To be fair, we haven't even had apps as we know them for a decade, and computers were built to game from the beginning.

43P04T3434 karma

I generally agree, except that ViewTouch is 30 years old, and the non touch screen precursor of it is nearly 40 years old.

tetramitus4 karma

Yeah, but, (no offense) the early touch screens were pretty unresponsive, especially in a POS situation where they were constantly getting beat up, grease smeared on them, etc.

I tend to agree that the UX with apps is generally frustrating. I feel like if they spent a day working on it they could come up with a better solution for it to be more intuitive. But I feel that to be intuitive you need to replicate what the user is already used to, or make it a very simple experience.

Another thing is that the teams behind apps are generally smaller than the teams behind video games. Apps generally start out as startups, and sometimes they hit and grow. If the app is successful, and you change the UX because you can afford a team to totally redesign it, you are going to have a lot of angery customers because they don't know how to use the already familiar app.

▸ What to work on:
a. Please summarize the comment thread about app interfaces in two sentences.
b. Extend the comment thread about app interfaces, picking up after its final sentence.

▸ Information shown:
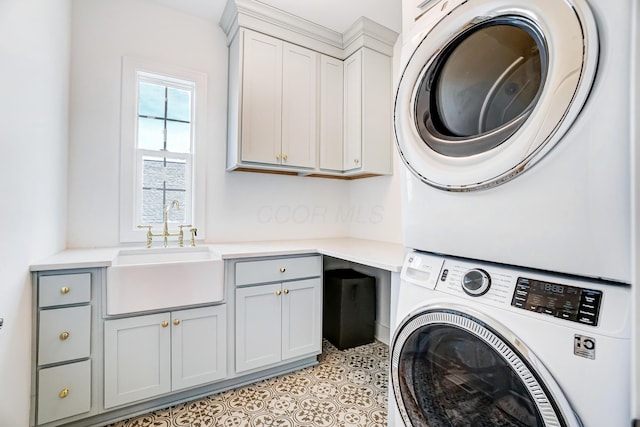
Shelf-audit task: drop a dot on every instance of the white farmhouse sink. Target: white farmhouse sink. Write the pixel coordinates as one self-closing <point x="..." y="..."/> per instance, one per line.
<point x="163" y="278"/>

▸ Task-by-task outputs:
a. One commenter says apps as we know them have existed for less than a decade, and another replies that ViewTouch is 30 years old and its non-touch-screen precursor nearly 40. A third commenter answers that early touch screens were unresponsive in point-of-sale settings, agrees that app UX is generally frustrating, and argues that small app teams and users' familiarity with a successful app make a full redesign likely to anger customers.

b.
43P04T346 karma

You make an excellent point - "the need to replicate what the user is used to". What I strove to create was a perfect graphical language counterpart to the way language is used in the context of a restaurant. My means of creating that was the widget driven interface which had equivalent graphical counterparts to every significant spoken word in the context of taking a restaurant order and passing that information to the prep staff. and yes, again, it has to be simple - a serial procedure which has no unneeded divergence from the thought path.

I have guided the development of this software since even before I first created any working versions of it, hence users have not been dragged all over the planet following different people with different ideas as to what it is all about.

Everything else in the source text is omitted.